EXERCISE DIRECTIONS: Can you echo every line of the records below verbatim, leaving out the pictures?

(Dataset records)
..........

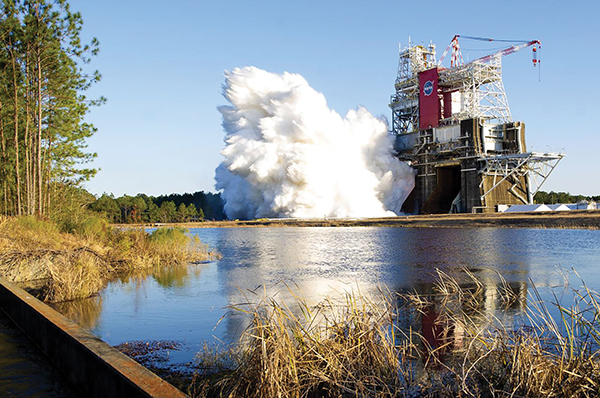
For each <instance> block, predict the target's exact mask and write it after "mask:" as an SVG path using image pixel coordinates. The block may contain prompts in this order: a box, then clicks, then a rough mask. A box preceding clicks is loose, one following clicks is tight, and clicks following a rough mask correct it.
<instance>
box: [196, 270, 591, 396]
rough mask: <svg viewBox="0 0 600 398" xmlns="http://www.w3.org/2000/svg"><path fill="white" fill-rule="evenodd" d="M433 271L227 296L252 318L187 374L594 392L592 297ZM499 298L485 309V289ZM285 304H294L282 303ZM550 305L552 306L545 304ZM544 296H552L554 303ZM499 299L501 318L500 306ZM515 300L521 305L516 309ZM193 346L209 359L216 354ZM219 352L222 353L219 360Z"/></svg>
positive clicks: (290, 392)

..........

ANSWER:
For each <instance> block, predict the target's exact mask and write it after "mask:" as an SVG path using image pixel coordinates. The block may contain prompts in this order: a box, then clicks, then a rough mask. A box preceding clicks is loose, one following clicks is tight, and clicks following a rough mask correct it.
<instance>
box: [196, 270, 591, 396]
rough mask: <svg viewBox="0 0 600 398" xmlns="http://www.w3.org/2000/svg"><path fill="white" fill-rule="evenodd" d="M433 271L227 296L252 318L187 374L594 392L592 297ZM499 298L485 309V289ZM285 304H294L282 303ZM550 305L552 306L545 304ZM544 296H552L554 303ZM499 299L501 318L500 306ZM515 300L521 305L516 309ZM193 346L209 359L216 354ZM219 352L222 353L219 360Z"/></svg>
positive clicks: (290, 392)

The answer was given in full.